What this task involves: Keeping every character in place, output all the data.

── Supplied data

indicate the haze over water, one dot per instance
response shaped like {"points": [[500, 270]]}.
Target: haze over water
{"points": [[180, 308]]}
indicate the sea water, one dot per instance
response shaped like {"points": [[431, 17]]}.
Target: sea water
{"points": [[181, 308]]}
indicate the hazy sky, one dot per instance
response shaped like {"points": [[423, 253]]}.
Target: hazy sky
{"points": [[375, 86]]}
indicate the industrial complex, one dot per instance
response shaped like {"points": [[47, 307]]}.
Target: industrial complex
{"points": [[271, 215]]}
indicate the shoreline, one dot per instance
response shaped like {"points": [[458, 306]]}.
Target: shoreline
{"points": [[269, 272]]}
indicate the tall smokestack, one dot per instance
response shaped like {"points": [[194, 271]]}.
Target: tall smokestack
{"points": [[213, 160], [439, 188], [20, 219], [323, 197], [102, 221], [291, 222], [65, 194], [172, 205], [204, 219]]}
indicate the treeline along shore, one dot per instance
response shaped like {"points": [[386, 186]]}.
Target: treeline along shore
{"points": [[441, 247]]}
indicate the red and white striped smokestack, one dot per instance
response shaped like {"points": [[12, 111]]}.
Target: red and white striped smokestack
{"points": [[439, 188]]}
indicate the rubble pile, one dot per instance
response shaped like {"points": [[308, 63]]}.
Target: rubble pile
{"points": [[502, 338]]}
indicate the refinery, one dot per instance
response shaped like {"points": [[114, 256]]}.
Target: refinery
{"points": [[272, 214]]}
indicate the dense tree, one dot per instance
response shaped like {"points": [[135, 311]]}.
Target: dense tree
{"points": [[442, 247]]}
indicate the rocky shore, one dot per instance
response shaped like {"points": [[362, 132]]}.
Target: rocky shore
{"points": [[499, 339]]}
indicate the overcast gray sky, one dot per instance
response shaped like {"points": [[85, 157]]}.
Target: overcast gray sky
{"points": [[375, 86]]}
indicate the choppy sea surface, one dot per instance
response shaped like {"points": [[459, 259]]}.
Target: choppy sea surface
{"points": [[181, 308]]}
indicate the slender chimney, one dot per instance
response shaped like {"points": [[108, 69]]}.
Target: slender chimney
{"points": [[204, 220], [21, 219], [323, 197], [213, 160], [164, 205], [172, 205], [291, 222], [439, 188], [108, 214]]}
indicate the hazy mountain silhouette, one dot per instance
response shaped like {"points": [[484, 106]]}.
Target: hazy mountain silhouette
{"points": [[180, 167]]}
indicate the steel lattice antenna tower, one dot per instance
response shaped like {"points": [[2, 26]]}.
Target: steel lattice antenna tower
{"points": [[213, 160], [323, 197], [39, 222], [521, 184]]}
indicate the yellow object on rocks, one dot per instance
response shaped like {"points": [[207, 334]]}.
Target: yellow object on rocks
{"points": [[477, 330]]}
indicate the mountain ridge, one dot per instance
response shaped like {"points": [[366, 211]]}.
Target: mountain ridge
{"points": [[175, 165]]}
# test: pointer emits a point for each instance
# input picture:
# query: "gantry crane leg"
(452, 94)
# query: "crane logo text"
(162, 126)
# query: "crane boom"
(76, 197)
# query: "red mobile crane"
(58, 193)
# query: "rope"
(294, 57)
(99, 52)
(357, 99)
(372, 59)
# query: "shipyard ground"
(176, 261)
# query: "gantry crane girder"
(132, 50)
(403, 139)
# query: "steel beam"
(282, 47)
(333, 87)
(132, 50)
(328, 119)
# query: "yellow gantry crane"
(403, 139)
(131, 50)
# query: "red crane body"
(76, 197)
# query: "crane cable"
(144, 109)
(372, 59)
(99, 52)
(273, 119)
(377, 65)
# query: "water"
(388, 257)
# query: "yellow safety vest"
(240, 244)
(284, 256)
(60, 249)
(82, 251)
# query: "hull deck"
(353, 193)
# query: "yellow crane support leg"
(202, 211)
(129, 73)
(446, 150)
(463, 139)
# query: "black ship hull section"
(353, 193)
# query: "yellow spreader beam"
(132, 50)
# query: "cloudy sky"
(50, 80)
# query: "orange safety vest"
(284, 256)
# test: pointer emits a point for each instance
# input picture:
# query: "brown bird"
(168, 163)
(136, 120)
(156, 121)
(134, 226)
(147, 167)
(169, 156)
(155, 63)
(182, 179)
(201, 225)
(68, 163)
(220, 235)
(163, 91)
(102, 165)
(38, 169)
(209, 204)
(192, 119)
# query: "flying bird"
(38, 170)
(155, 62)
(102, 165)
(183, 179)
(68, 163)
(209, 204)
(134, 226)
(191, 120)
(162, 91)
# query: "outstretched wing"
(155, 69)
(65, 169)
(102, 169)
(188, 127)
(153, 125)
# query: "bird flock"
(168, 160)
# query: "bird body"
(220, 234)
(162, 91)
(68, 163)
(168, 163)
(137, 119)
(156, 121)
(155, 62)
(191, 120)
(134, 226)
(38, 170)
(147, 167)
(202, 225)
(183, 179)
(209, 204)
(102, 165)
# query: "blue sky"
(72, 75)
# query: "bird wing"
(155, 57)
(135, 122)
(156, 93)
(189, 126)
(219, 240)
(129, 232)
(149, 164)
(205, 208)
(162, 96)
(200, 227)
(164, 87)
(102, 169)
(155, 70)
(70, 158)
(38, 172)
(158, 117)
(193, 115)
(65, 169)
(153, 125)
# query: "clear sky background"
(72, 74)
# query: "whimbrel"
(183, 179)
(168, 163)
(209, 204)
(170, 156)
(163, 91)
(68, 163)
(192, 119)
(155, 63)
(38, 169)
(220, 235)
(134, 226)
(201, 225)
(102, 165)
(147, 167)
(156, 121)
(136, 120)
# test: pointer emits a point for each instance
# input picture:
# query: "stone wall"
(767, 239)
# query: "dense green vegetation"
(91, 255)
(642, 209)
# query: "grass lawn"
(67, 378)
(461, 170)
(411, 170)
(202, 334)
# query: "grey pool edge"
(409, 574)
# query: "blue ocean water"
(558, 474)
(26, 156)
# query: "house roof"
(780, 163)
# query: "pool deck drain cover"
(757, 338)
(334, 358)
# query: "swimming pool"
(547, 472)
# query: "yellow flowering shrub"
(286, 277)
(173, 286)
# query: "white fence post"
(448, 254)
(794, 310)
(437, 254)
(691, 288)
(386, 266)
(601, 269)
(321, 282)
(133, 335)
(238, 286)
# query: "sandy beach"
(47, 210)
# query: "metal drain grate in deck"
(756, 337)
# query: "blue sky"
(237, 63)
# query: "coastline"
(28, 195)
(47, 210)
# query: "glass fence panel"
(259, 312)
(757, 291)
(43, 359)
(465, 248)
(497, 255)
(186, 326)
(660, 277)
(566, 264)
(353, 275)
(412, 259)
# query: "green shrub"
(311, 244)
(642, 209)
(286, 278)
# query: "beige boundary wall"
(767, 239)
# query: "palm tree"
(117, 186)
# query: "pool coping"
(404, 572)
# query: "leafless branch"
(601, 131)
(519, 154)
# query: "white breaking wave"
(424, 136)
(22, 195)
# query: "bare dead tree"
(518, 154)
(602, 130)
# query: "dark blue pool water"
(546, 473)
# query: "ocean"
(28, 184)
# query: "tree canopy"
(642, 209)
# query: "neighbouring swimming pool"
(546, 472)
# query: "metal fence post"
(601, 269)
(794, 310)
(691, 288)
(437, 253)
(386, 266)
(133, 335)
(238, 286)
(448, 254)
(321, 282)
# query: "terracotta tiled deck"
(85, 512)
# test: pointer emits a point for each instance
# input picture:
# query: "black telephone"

────

Solution for this exercise:
indicate the haze over water, one dot per instance
response shaped like {"points": [[500, 270]]}.
Target: haze over water
{"points": [[180, 308]]}
indicate the sea water, one dot per instance
response shaped like {"points": [[431, 17]]}.
Target: sea water
{"points": [[181, 308]]}
indicate the hazy sky, one dot per instance
response shaped like {"points": [[423, 253]]}.
Target: hazy sky
{"points": [[375, 86]]}
indicate the industrial complex, one dot per instance
response shaped like {"points": [[47, 307]]}.
Target: industrial complex
{"points": [[271, 215]]}
indicate the shoreline, one dot per instance
response shaped like {"points": [[458, 306]]}.
Target: shoreline
{"points": [[269, 272]]}
indicate the tall smokestack, one dot per instance
response shaped like {"points": [[194, 271]]}.
Target: tall smokestack
{"points": [[213, 160], [439, 188], [20, 219], [323, 197], [102, 221], [291, 222], [65, 194], [172, 205], [204, 219]]}
indicate the treeline along shore, one dot per instance
response shaped like {"points": [[386, 186]]}.
Target: treeline along shore
{"points": [[441, 247]]}
indicate the red and white striped smokestack, one dot per instance
response shaped like {"points": [[12, 111]]}.
Target: red and white striped smokestack
{"points": [[439, 188]]}
indicate the rubble pile, one dot per instance
response shaped like {"points": [[308, 63]]}.
Target: rubble pile
{"points": [[502, 338]]}
indicate the refinery, one dot per instance
response shaped like {"points": [[114, 256]]}.
Target: refinery
{"points": [[272, 214]]}
indicate the dense tree, one dot per instance
response shaped like {"points": [[135, 311]]}.
Target: dense tree
{"points": [[442, 247]]}
indicate the rocky shore, one dot per instance
response shaped like {"points": [[362, 132]]}.
Target: rocky shore
{"points": [[499, 339]]}
indicate the overcast gray sky, one dot per instance
response shaped like {"points": [[85, 157]]}.
Target: overcast gray sky
{"points": [[375, 86]]}
indicate the choppy sea surface, one dot per instance
response shaped like {"points": [[459, 259]]}.
Target: choppy sea surface
{"points": [[181, 308]]}
indicate the slender chimney, one dot per instance
response shaped like {"points": [[108, 69]]}.
Target: slender chimney
{"points": [[204, 220], [21, 219], [323, 197], [213, 160], [164, 205], [172, 205], [291, 222], [439, 188], [108, 214]]}
indicate the hazy mountain silhouette, one dot per instance
response shaped like {"points": [[484, 106]]}.
Target: hazy mountain silhouette
{"points": [[180, 167]]}
indicate the steel lattice antenna tower, one dot per instance
response shaped like {"points": [[2, 26]]}.
Target: steel lattice antenna tower
{"points": [[213, 160], [323, 197], [39, 222], [521, 184]]}
indicate the yellow object on rocks, one dot per instance
response shaped like {"points": [[207, 334]]}.
Target: yellow object on rocks
{"points": [[477, 330]]}
indicate the mountain ridge, one dot per instance
response shaped like {"points": [[366, 211]]}.
Target: mountain ridge
{"points": [[175, 165]]}
# test: pointer emits a point for each instance
# input picture:
# query: "gantry crane leg"
(452, 94)
# query: "crane logo text"
(162, 126)
# query: "crane boom"
(76, 197)
# query: "red mobile crane"
(58, 193)
# query: "rope"
(294, 57)
(99, 52)
(357, 99)
(372, 59)
# query: "shipyard ground"
(176, 261)
# query: "gantry crane girder"
(132, 50)
(403, 139)
# query: "steel beam"
(282, 47)
(333, 87)
(132, 50)
(328, 119)
# query: "yellow gantry crane"
(403, 139)
(131, 50)
# query: "red crane body"
(76, 197)
# query: "crane cable"
(144, 109)
(372, 59)
(99, 52)
(273, 119)
(377, 65)
# query: "water"
(388, 257)
# query: "yellow safety vest"
(240, 244)
(284, 256)
(60, 249)
(82, 251)
# query: "hull deck"
(353, 193)
# query: "yellow crane support leg"
(202, 211)
(129, 73)
(446, 150)
(463, 139)
# query: "black ship hull section"
(353, 193)
# query: "yellow spreader beam"
(132, 50)
# query: "cloudy sky"
(50, 80)
# query: "orange safety vest"
(284, 256)
# test: pointer emits a point for each instance
# input picture:
# query: "brown bird"
(168, 163)
(136, 120)
(156, 121)
(134, 226)
(147, 167)
(169, 156)
(155, 63)
(182, 179)
(201, 225)
(68, 163)
(220, 235)
(163, 91)
(102, 165)
(38, 169)
(209, 204)
(192, 119)
# query: "flying bird"
(38, 170)
(155, 62)
(102, 165)
(183, 179)
(68, 163)
(209, 204)
(134, 226)
(191, 120)
(162, 91)
# query: "outstretched wing"
(155, 69)
(65, 169)
(102, 169)
(188, 127)
(153, 125)
# query: "bird flock"
(168, 160)
# query: "bird body"
(220, 234)
(162, 91)
(68, 163)
(168, 163)
(137, 119)
(156, 121)
(155, 62)
(191, 120)
(134, 226)
(38, 170)
(147, 167)
(202, 225)
(183, 179)
(209, 204)
(102, 165)
# query: "blue sky"
(72, 75)
# query: "bird wing"
(155, 57)
(135, 122)
(156, 93)
(189, 126)
(219, 240)
(129, 232)
(149, 164)
(205, 208)
(162, 96)
(200, 227)
(164, 87)
(102, 169)
(155, 70)
(70, 158)
(38, 172)
(158, 117)
(193, 115)
(65, 169)
(153, 125)
# query: "clear sky background"
(72, 74)
# query: "whimbrel"
(183, 179)
(168, 163)
(209, 204)
(170, 156)
(163, 91)
(68, 163)
(192, 119)
(155, 63)
(38, 169)
(220, 235)
(134, 226)
(201, 225)
(102, 165)
(147, 167)
(156, 121)
(136, 120)
# test: pointer emits a point for each instance
# input picture:
# query: "stone wall"
(767, 239)
# query: "dense green vegetation"
(91, 255)
(642, 209)
# query: "grass lawn"
(67, 378)
(461, 170)
(411, 170)
(202, 334)
# query: "grey pool edge"
(409, 574)
# query: "blue ocean water"
(558, 474)
(26, 156)
# query: "house roof"
(780, 163)
# query: "pool deck drain cover"
(757, 338)
(334, 358)
# query: "swimming pool"
(547, 472)
# query: "yellow flowering shrub"
(286, 277)
(173, 286)
# query: "white fence post"
(448, 254)
(794, 310)
(437, 254)
(691, 288)
(386, 266)
(601, 269)
(321, 282)
(133, 335)
(238, 286)
# query: "sandy beach"
(47, 210)
# query: "metal drain grate in deck"
(756, 337)
# query: "blue sky"
(237, 63)
# query: "coastline"
(28, 195)
(47, 210)
# query: "glass fence panel"
(259, 312)
(757, 291)
(43, 359)
(465, 248)
(497, 255)
(186, 326)
(660, 277)
(566, 264)
(353, 275)
(412, 259)
# query: "green shrub"
(311, 244)
(642, 209)
(286, 278)
# query: "beige boundary wall"
(767, 239)
# query: "palm tree"
(117, 186)
# query: "pool coping"
(404, 572)
# query: "leafless branch"
(601, 131)
(519, 154)
# query: "white breaking wave"
(424, 136)
(22, 195)
# query: "bare dead tree"
(518, 154)
(602, 130)
# query: "dark blue pool water"
(546, 473)
# query: "ocean"
(28, 184)
# query: "tree canopy"
(642, 209)
# query: "neighbouring swimming pool"
(546, 472)
# query: "metal fence post"
(601, 269)
(794, 310)
(691, 288)
(437, 253)
(386, 266)
(133, 335)
(238, 286)
(448, 254)
(321, 282)
# query: "terracotta tiled deck"
(85, 512)
# test: pointer emits a point for each instance
# input picture:
# query: "black telephone"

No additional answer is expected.